This Act may be cited as the ``CDFI Bond Guarantee Program
Improvement Act of 2022''.
SEC. 2. SENSE OF CONGRESS.
It is the sense of Congress that the authority to guarantee bonds
under section 114A of the Community Development Banking and Financial
Institutions Act of 1994 (12 U.S.C. 4713a) (commonly referred to as the
``CDFI Bond Guarantee Program'') provides community development
financial institutions with a sustainable source of long-term capital
and furthers the mission of the Community Development Financial
Institutions Fund (established under section 104(a) of such Act (12
U.S.C. 4703(a)) to increase economic opportunity and promote community
development investments for underserved populations and distressed
communities in the United States.
SEC. 3. GUARANTEES FOR BONDS AND NOTES ISSUED FOR COMMUNITY OR ECONOMIC
DEVELOPMENT PURPOSES.
Section 114A of the Community Development Banking and Financial
Institutions Act of 1994 (12 U.S.C. 4713a) is amended--
(1) in subsection (c)(2), by striking ``, multiplied by an
amount equal to the outstanding principal balance of issued
notes or bonds'';
(2) in subsection (e)(2)(B), by striking ``$100,000,000'' and
inserting ``$25,000,000''; and
(3) in subsection (k), by striking ``September 30, 2014'' and
inserting ``the date that is 4 years after the date of
enactment of the CDFI Bond Guarantee Program Improvement Act of
2022''.
SEC. 4. REPORT ON THE CDFI BOND GUARANTEE PROGRAM.
Not later than 1 year after the date of enactment of this Act, and
not later than 3 years after such date of enactment, the Secretary of
the Treasury shall issue a report to the Committee on Financial
Services of the House of Representatives and the Committee on Banking,
Housing, and Urban Affairs of the Senate on the effectiveness of the
CDFI bond guarantee program established under section 114A of the
Community Development Banking and Financial Institutions Act of 1994
(12 U.S.C. 4713a).
Purpose and Summary
On May 12, 2022, Representative Cleaver introduced H.R.
7733, the ``CDFI Bond Guarantee Program Improvement Act of
2022,'' which would reduce the CDFI Bond Guarantee Program
(BGP) minimum issuance threshold from $100 million to $25
million and make the program permanent. It would also activate
a re-lending account, which allows any amounts remaining after
bonds are repaid for use to fund additional loans.
Background and Need for Legislation
The BGP, authorized by the Small Business Jobs Act of 2010,
is a federal credit program of the U.S. Department of the
Treasury's (Treasury) Community Development Financial
Institutions Fund (CDFI Fund). The program provides CDFIs with
long-term capital at fixed, below-market interest rates through
federally-guaranteed bonds that are issued by approved bond
issuers. Qualified issuers, which may be certified CDFIs or
entities the CDFIs designate to issue bonds on their behalf
approved by the CDFI Fund, apply to the CDFI Fund for
authorization to issue bonds worth a minimum of $100 million,
and the CDFI Fund provides a 100% guarantee on those bonds. The
bond issuers then sell those bonds to the Federal Financing
Bank and use the proceeds to make loans to CDFIs to finance or
refinance new or existing community development projects in
low-income urban, rural, and Native communities throughout the
country. Under the law, Treasury provides a 100% guarantee on
up to 10 bonds annually. Since its inception, the CDFI Fund has
completed nine rounds of the program and guaranteed nearly $1.7
billion in bonds, and 35 CDFIs have deployed about $1.3 billion
in loans to develop small businesses, commercial real estate,
housing units, charter schools, day care or health care
centers, and rural infrastructure.

Coordinate annotation data
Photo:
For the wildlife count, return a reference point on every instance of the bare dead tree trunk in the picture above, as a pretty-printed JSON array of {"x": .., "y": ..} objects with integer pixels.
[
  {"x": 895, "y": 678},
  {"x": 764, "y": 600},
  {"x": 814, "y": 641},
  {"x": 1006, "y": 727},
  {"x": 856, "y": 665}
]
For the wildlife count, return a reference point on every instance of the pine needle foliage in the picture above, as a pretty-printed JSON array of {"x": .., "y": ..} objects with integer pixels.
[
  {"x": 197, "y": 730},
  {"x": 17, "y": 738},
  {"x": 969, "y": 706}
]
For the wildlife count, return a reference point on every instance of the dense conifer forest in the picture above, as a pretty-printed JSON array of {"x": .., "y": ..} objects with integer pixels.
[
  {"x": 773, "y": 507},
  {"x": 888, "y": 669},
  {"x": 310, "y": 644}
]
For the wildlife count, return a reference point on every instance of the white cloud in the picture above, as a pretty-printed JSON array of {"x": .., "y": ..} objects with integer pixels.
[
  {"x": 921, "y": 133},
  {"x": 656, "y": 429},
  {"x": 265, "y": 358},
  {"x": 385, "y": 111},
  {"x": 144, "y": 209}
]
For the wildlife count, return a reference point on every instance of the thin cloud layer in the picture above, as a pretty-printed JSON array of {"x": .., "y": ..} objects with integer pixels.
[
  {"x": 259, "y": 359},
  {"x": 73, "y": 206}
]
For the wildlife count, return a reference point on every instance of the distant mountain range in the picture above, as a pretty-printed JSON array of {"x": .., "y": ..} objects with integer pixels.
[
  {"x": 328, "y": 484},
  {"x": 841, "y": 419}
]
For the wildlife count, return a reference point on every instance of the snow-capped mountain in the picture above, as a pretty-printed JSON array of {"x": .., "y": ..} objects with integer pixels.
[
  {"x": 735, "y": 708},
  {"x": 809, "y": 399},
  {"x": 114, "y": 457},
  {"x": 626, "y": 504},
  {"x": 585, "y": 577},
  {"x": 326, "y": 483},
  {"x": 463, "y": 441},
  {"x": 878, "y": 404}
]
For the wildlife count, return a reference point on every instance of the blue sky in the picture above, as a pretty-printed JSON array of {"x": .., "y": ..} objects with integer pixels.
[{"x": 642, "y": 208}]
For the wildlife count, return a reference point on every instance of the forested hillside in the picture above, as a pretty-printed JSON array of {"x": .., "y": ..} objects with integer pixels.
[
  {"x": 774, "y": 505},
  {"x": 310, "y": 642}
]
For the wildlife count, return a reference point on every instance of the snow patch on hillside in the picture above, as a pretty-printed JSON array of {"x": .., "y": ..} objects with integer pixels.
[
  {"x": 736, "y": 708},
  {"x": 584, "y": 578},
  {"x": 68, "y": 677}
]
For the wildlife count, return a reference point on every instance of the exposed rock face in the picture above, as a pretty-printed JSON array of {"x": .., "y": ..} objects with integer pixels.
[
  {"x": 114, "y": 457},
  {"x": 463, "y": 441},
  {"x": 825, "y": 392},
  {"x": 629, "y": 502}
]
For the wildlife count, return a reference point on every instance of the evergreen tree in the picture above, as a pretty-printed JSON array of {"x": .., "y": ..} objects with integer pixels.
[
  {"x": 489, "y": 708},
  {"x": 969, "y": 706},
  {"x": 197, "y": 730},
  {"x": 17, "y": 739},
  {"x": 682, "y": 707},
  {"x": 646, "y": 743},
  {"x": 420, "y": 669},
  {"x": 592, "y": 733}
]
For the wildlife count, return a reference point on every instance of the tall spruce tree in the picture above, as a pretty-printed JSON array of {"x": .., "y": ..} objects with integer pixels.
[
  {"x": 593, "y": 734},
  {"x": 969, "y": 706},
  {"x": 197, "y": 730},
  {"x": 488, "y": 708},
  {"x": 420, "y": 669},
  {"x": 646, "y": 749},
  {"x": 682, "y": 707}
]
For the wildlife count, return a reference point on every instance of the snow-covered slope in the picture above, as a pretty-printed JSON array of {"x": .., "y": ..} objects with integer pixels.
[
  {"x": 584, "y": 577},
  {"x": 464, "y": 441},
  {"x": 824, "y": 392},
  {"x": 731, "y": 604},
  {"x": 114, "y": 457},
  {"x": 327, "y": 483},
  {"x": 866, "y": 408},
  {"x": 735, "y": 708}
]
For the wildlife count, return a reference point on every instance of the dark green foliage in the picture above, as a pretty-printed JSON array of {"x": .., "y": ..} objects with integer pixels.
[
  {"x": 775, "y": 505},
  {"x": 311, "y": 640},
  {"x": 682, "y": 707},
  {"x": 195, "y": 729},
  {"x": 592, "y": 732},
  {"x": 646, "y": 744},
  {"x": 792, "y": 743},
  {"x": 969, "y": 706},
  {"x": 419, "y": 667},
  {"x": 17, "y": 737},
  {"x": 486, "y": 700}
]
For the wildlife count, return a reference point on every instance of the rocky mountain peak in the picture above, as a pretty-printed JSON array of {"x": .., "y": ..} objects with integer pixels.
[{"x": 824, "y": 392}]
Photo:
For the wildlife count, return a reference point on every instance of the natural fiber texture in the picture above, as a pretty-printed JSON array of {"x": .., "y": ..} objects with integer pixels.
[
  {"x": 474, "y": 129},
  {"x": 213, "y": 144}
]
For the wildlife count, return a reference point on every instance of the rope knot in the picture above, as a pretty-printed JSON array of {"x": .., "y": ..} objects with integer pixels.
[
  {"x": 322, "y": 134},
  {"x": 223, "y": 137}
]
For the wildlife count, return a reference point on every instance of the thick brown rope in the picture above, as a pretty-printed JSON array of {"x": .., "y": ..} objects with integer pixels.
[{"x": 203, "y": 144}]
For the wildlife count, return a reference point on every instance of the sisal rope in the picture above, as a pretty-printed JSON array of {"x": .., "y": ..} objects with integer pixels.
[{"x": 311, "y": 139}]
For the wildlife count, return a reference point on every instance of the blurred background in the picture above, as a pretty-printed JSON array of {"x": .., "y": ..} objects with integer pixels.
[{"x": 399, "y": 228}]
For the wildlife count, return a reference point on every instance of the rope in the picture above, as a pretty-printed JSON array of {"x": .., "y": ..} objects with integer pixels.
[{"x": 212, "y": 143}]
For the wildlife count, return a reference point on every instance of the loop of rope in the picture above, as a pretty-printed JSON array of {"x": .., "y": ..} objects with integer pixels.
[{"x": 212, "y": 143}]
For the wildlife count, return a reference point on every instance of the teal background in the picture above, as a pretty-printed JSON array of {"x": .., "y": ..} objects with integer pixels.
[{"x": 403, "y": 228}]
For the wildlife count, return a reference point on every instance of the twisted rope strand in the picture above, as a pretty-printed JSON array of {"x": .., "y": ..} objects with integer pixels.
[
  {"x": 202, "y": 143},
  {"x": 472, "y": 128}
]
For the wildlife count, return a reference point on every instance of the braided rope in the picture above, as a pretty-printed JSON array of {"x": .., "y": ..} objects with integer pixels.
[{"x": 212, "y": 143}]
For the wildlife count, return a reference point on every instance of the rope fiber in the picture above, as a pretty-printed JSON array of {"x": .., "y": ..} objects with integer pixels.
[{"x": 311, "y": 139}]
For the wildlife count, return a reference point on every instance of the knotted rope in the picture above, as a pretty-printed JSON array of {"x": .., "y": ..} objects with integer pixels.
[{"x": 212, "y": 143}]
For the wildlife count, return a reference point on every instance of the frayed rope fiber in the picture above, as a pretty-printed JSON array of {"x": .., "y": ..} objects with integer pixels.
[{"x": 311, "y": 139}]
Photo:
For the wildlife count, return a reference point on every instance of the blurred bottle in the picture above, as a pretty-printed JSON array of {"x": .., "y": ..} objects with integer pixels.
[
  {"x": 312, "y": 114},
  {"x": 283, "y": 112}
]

### Request A
Answer these questions about the CDFI bond guarantee bill:
(i) What minimum issuance threshold would H.R. 7733 set for the program?
(ii) Which law authorized the BGP?
(iii) How many CDFIs have deployed loans through the program, and about how much in loans?
### Request B
Pick up the CDFI bond guarantee bill after its last sentence and keep writing.
The data plays no part in this.

### Task output A
(i) $25 million, down from $100 million.
(ii) The Small Business Jobs Act of 2010.
(iii) 35 CDFIs have deployed about $1.3 billion in loans.

### Task output B
In January 2022, the Community Reinvestment Fund, USA,
testified before the Senate Banking Committee, noting that the
current threshold ``makes it difficult for small and medium
sized CDFIs to participate in the BGP as they are generally
seeking smaller bond loans, in the $10 million to $25 million
range. Based on data from the CDFI Fund of 35 CDFI Bond Loans,
``[s]ixty-five percent of the loans are for $50 million or
less, 44% of the loans are $25 million or less, and 24% of the
loans to date are for $15 million or less''. While
authorization for BGP lapsed in 2014, the program has been
extended on a year-by-year basis in annual appropriations
bills. CDFI advocates also note that ``[t]he BGP is a sound,
well managed program and to date there have been no
delinquencies or defaults on any payment under this program.''
When Congress created the BGP, it authorized the use of an
account designed to hold any proceeds remaining after bond
repayments have been made, so they may be available for funding
additional loans. According to the CDFI Fund, the account has
never been used in the history of the BGP, in part because of
an unintended term in the formula for calculating the relending
fund amount.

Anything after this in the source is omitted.